#### [PASSAGE SHOWN]
Machine wash and air-dry yoga mats, or wipe with disinfectant. Rugs, carpets, and shelf-liners can also be laundered. Wipe HotDog table covers with disinfectant between patients and discard at the end of the day or if damaged.
Use yoga mats and table covers when taking radiographs, alone or in addition to radiolucent patient-positioning V-trays or foam bracers, always ensuring image quality is not compromised.
For pets wary of slick floors and reluctant to enter the practice, create a trail to the examination room of rugs, runners, or mats that will provide good traction and reduce fear.
3. Pheromones
Pheromones (ie, species-specific chemicals used for social signaling) are commercially available in synthetic form. (See Resources.) For veterinarians, the most useful synthetic pheromones include:
Adaptil: simulates the mammary pheromones of lactating dogs.
Feliway: simulates the feline F3 fraction facial pheromone used for social boundary marking.
Feliway Multicat: simulates the mammary pheromones of lactating cats.
Pheromones have been shown to improve relaxation in dogs and cats during veterinary visits.4,5 Each product is available as a diffuser, wipe, or spray, as well as a collar for dogs. Placing diffusers in the examination and treatment rooms, and spraying surfaces, towels, carriers, and even the clothing of team members handling patients may enhance patient relaxation and make the practice more welcoming. Pheromones may also help facilitate transport to and from the practice if applied by the client beforehand.
4. Towels, Blankets, & Places to Hide
Use towels and blankets to facilitate patient handling, make patients more comfortable, and help them relax during practice visits or prolonged hospitalization. (See Figure 2.)
A box placed in the kennel provides cats with a place to hide if desired. Photo courtesy of Monique Feyrecilde
Provide opportunities for cats to hide to help reduce their stress levels.6 Allow them to hide in a carrier or carrier bottom covered with a towel while they are waiting or to hide under a towel with only the necessary area exposed while examined. In treatment rooms or kennels, provide cats with a sheltered area or cover half of the kennel door to give them the choice of being concealed.

#### [EXTRACTED MATERIAL]
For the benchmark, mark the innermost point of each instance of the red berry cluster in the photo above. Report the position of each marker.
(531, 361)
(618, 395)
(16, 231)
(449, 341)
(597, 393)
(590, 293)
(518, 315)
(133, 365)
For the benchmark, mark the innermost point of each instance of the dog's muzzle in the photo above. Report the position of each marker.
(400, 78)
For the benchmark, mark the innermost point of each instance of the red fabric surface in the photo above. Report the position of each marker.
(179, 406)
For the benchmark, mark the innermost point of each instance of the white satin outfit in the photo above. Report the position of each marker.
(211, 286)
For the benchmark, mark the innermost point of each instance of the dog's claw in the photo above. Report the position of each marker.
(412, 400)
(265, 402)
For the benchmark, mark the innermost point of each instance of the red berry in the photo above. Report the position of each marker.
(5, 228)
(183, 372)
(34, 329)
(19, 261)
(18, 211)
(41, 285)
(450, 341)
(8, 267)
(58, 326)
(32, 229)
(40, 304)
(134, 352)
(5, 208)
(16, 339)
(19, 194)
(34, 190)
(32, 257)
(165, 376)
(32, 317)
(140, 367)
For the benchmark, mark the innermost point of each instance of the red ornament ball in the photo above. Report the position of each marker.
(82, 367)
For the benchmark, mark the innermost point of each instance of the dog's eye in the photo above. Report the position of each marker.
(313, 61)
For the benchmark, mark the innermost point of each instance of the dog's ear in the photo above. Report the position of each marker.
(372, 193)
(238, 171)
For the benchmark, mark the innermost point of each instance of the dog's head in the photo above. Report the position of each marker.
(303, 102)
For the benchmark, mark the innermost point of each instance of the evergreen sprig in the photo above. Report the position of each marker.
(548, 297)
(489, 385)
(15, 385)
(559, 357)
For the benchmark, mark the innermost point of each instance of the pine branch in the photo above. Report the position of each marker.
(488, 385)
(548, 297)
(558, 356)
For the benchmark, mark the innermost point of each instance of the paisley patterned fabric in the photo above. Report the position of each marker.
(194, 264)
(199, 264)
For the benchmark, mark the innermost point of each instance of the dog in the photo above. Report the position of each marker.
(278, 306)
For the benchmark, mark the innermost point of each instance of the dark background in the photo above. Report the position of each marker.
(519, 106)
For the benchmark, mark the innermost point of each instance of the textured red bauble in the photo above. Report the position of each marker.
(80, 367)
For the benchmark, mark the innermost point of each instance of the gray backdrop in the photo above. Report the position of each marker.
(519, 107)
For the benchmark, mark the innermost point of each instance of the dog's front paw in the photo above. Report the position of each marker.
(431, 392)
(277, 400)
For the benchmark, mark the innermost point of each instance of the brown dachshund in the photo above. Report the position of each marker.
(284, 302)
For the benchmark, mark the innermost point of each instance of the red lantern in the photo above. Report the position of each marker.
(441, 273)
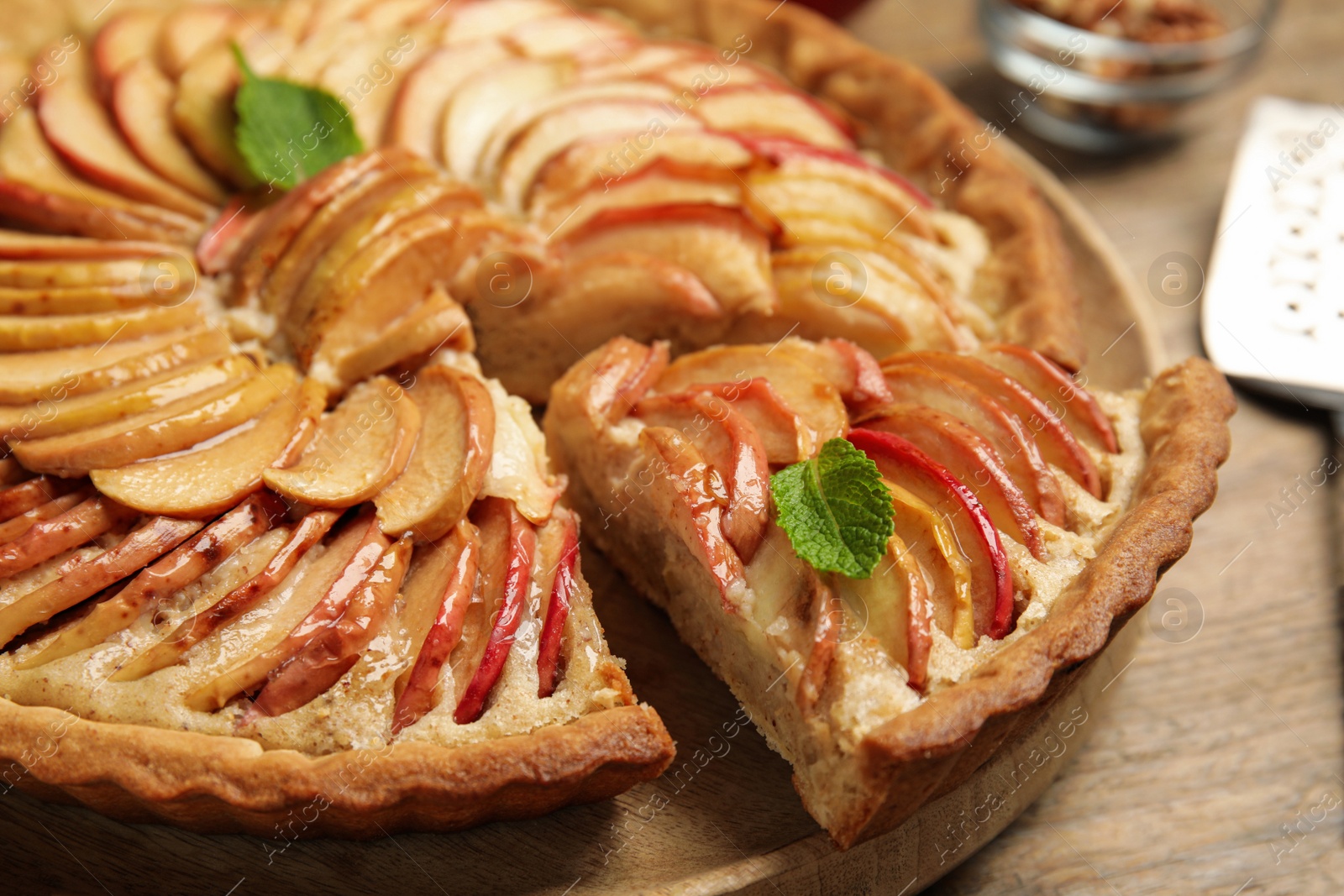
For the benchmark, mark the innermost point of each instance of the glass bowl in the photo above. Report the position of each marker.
(1100, 93)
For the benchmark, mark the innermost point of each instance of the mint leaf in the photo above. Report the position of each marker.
(288, 132)
(835, 510)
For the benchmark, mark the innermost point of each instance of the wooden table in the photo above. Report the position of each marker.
(1214, 745)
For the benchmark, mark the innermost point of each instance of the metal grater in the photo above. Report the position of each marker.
(1274, 301)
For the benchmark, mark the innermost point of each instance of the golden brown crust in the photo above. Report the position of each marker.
(1184, 427)
(230, 785)
(921, 130)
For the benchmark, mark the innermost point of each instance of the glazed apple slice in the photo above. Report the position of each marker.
(284, 221)
(409, 340)
(187, 563)
(894, 607)
(141, 103)
(208, 479)
(31, 493)
(772, 110)
(360, 449)
(561, 542)
(1055, 441)
(734, 453)
(991, 579)
(683, 492)
(1052, 385)
(333, 649)
(24, 333)
(62, 374)
(917, 385)
(803, 389)
(80, 129)
(721, 246)
(417, 120)
(199, 626)
(785, 437)
(55, 418)
(438, 591)
(259, 669)
(13, 527)
(172, 427)
(81, 524)
(971, 459)
(132, 553)
(508, 543)
(450, 459)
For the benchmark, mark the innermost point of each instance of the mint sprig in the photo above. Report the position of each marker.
(289, 132)
(835, 510)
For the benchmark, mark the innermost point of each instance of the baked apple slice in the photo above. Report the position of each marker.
(917, 385)
(721, 246)
(187, 563)
(452, 456)
(1052, 385)
(335, 647)
(138, 550)
(1053, 437)
(734, 453)
(230, 606)
(913, 472)
(60, 374)
(57, 418)
(141, 102)
(803, 389)
(508, 543)
(160, 432)
(360, 449)
(438, 591)
(971, 459)
(208, 479)
(26, 333)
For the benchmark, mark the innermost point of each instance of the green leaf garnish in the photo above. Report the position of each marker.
(288, 132)
(835, 510)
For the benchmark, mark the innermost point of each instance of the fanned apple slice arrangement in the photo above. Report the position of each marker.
(840, 537)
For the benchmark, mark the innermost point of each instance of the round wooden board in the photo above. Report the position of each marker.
(723, 820)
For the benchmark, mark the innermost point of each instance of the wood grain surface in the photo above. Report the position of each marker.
(1211, 768)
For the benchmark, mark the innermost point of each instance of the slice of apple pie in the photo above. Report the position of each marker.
(882, 558)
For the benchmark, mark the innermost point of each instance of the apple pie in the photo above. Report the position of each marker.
(282, 284)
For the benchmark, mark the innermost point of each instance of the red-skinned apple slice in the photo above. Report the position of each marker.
(917, 385)
(683, 493)
(81, 524)
(907, 466)
(141, 103)
(549, 669)
(134, 551)
(721, 246)
(257, 671)
(773, 110)
(806, 390)
(508, 543)
(338, 647)
(895, 607)
(450, 459)
(13, 527)
(80, 129)
(1052, 385)
(734, 452)
(1057, 443)
(187, 563)
(785, 437)
(198, 627)
(438, 591)
(971, 459)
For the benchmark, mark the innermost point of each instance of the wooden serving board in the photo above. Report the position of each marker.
(723, 820)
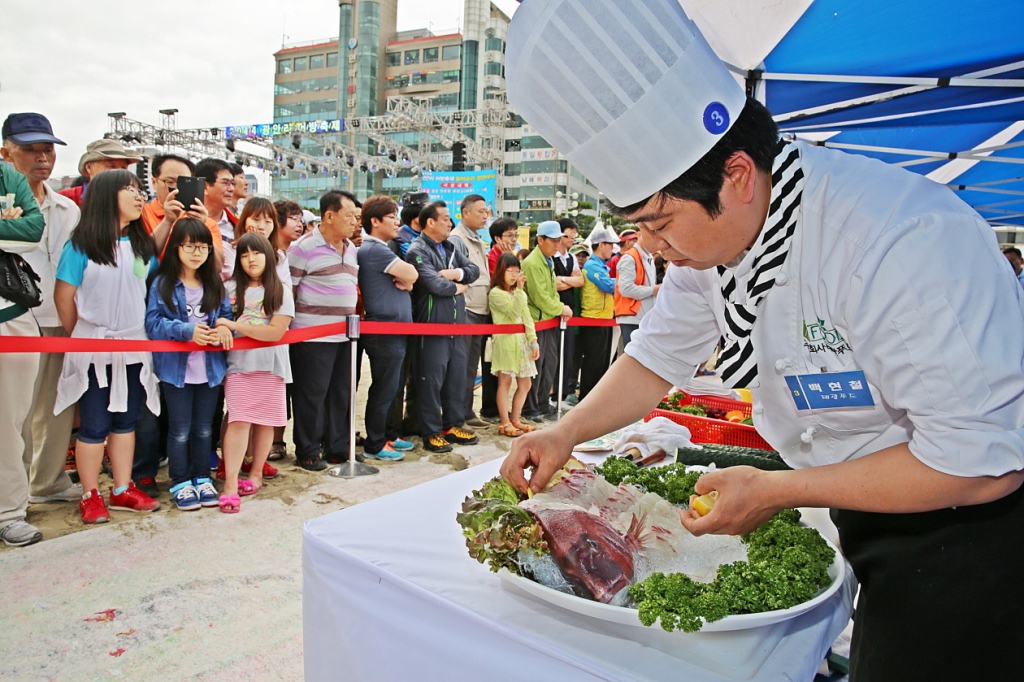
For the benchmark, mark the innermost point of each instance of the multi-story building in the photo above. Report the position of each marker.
(446, 72)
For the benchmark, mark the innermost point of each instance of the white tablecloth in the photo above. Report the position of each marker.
(390, 593)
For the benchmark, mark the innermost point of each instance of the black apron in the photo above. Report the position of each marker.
(940, 592)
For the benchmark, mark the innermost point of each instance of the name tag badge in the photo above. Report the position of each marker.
(829, 390)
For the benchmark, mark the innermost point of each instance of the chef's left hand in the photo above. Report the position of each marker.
(745, 501)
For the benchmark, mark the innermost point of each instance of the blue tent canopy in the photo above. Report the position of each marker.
(899, 80)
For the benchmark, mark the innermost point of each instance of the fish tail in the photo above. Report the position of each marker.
(638, 535)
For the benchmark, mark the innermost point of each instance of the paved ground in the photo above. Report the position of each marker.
(184, 595)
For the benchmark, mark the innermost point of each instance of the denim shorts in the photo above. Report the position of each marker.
(96, 420)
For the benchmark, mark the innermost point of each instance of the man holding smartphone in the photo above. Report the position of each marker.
(160, 214)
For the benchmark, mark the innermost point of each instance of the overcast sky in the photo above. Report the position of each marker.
(75, 61)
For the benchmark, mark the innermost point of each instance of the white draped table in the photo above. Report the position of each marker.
(390, 593)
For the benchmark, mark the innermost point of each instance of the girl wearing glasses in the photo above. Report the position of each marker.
(100, 294)
(186, 300)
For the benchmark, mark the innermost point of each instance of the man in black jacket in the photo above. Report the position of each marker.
(439, 361)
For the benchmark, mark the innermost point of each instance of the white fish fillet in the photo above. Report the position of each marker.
(668, 547)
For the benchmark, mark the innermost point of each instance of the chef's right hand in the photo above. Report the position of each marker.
(546, 451)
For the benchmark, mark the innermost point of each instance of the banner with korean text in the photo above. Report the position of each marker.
(451, 186)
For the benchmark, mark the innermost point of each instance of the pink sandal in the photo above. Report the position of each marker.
(229, 504)
(247, 487)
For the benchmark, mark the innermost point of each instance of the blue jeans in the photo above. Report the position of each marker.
(386, 354)
(189, 435)
(96, 421)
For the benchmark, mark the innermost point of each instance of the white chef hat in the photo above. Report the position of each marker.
(628, 90)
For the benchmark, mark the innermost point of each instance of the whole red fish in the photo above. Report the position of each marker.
(593, 556)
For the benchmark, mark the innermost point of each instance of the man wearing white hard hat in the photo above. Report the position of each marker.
(862, 304)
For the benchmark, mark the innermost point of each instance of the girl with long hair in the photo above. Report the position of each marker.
(512, 354)
(260, 215)
(185, 301)
(100, 294)
(254, 387)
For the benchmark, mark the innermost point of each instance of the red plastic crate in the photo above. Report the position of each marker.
(706, 429)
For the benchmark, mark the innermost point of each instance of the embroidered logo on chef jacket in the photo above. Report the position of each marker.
(829, 390)
(818, 338)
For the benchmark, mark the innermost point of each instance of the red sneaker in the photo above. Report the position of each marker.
(92, 508)
(269, 471)
(133, 500)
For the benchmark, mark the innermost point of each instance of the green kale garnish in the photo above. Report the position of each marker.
(786, 564)
(497, 528)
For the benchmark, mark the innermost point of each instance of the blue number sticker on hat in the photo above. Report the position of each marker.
(716, 118)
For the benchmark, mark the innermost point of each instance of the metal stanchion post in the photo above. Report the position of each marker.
(353, 468)
(561, 365)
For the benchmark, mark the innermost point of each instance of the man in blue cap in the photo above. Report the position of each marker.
(29, 144)
(542, 294)
(22, 227)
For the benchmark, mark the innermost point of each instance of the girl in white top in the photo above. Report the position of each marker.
(100, 294)
(259, 215)
(254, 387)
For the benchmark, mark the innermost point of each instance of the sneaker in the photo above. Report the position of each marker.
(460, 436)
(19, 534)
(133, 500)
(185, 496)
(437, 443)
(72, 494)
(208, 496)
(316, 464)
(269, 471)
(148, 485)
(387, 454)
(92, 508)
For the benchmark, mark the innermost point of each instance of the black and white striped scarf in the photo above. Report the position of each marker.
(744, 286)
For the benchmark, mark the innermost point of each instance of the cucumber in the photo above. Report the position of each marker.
(731, 456)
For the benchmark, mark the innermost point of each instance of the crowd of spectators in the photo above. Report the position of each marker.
(117, 261)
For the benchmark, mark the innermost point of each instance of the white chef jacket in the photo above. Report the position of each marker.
(890, 273)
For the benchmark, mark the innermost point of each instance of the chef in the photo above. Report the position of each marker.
(867, 308)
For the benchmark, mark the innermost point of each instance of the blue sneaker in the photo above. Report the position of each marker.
(185, 497)
(208, 496)
(387, 454)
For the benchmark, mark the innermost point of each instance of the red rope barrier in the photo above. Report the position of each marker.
(50, 344)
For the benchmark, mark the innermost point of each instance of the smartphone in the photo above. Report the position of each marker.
(190, 189)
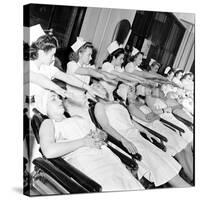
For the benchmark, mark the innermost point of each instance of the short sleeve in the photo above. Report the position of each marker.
(107, 67)
(72, 67)
(129, 68)
(49, 71)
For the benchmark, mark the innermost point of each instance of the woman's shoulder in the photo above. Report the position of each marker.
(129, 67)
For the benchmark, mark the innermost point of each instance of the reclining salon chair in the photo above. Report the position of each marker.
(61, 176)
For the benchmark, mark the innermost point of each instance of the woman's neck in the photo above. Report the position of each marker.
(37, 63)
(57, 118)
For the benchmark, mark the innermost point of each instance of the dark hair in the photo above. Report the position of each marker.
(185, 75)
(154, 64)
(115, 95)
(132, 58)
(177, 72)
(45, 43)
(75, 55)
(115, 54)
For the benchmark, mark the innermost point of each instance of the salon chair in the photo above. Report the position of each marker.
(61, 174)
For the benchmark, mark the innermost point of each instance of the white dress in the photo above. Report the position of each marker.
(82, 110)
(99, 164)
(187, 136)
(156, 165)
(130, 67)
(108, 67)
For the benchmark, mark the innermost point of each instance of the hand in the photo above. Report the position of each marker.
(129, 146)
(108, 79)
(168, 110)
(61, 92)
(90, 141)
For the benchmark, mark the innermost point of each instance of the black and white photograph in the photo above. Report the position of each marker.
(108, 99)
(109, 94)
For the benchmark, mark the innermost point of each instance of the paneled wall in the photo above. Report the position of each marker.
(186, 54)
(99, 25)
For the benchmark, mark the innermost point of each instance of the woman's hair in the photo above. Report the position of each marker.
(75, 55)
(154, 64)
(115, 54)
(132, 58)
(185, 75)
(177, 72)
(115, 94)
(45, 43)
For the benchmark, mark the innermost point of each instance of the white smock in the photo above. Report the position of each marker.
(81, 109)
(108, 67)
(187, 136)
(156, 165)
(99, 164)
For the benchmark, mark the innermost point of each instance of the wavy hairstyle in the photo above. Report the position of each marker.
(115, 54)
(75, 55)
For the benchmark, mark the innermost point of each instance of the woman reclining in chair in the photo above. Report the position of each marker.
(156, 165)
(72, 139)
(177, 146)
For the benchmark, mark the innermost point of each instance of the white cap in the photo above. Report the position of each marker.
(78, 44)
(167, 69)
(41, 100)
(31, 34)
(113, 47)
(134, 51)
(151, 61)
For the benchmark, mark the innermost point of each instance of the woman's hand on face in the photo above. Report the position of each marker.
(129, 146)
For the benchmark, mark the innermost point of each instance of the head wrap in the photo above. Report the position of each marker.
(41, 100)
(113, 47)
(78, 44)
(31, 34)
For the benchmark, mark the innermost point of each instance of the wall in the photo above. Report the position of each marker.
(186, 54)
(99, 25)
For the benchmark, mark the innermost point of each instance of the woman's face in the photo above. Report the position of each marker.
(119, 60)
(131, 93)
(54, 104)
(122, 91)
(85, 56)
(138, 60)
(46, 58)
(179, 75)
(100, 89)
(155, 68)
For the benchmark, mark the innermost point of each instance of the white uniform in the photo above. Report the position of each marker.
(99, 164)
(108, 67)
(156, 165)
(130, 67)
(82, 110)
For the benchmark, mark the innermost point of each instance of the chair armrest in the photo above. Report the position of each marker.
(186, 122)
(154, 133)
(172, 125)
(125, 159)
(59, 176)
(136, 156)
(76, 174)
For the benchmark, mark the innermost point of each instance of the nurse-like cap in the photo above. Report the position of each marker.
(167, 69)
(134, 51)
(113, 47)
(78, 44)
(31, 34)
(141, 90)
(151, 61)
(41, 100)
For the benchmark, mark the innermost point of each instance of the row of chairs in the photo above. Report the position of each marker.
(63, 178)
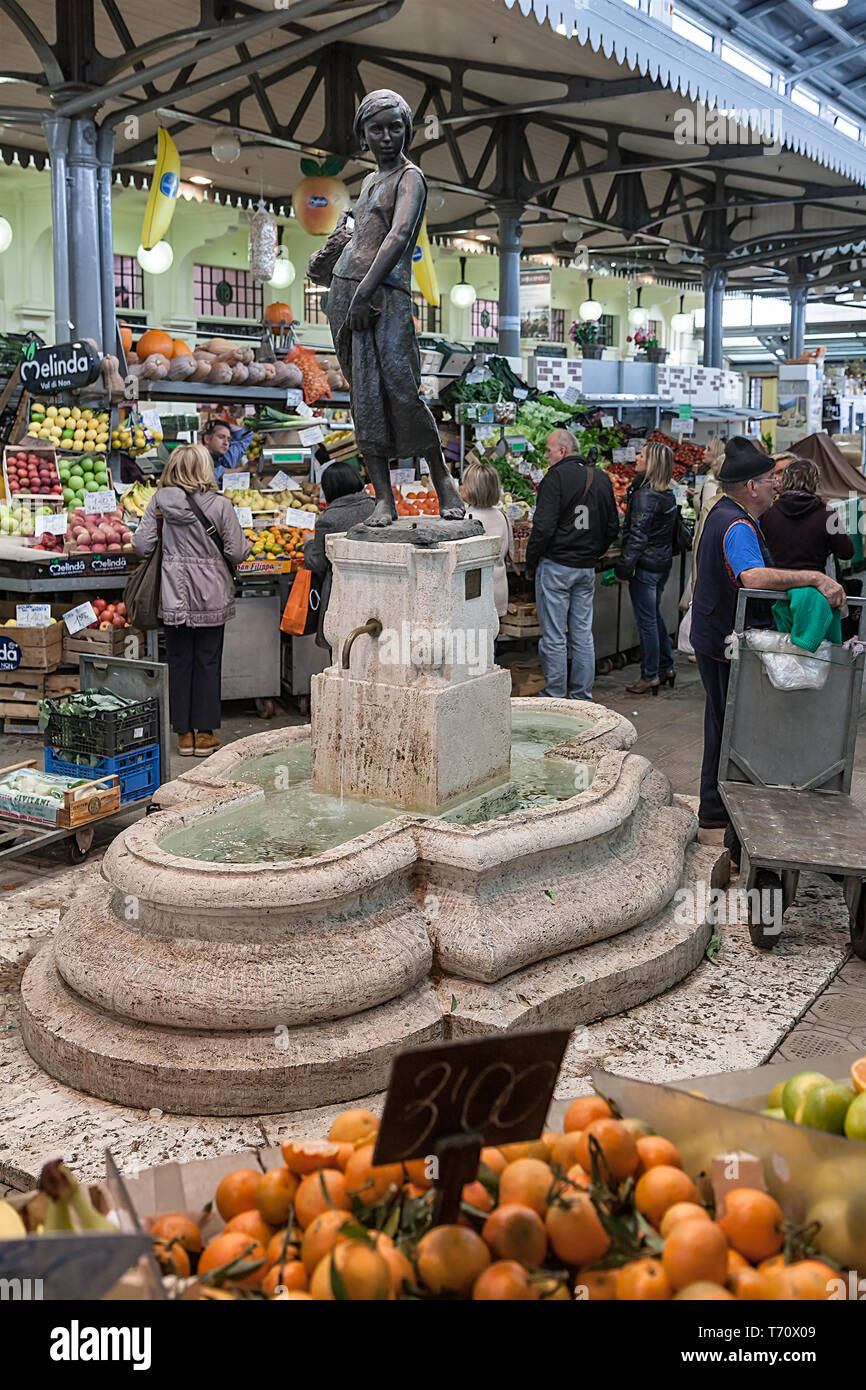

#### [WHAT THE TASK ASKS]
Reproduce part of the passage on calming pets at the veterinary practice: begin with the words "Machine wash and" and stop after the words "or if damaged.". The records have no connection to the text.

#### [SOLUTION TO THIS EXERCISE]
Machine wash and air-dry yoga mats, or wipe with disinfectant. Rugs, carpets, and shelf-liners can also be laundered. Wipe HotDog table covers with disinfectant between patients and discard at the end of the day or if damaged.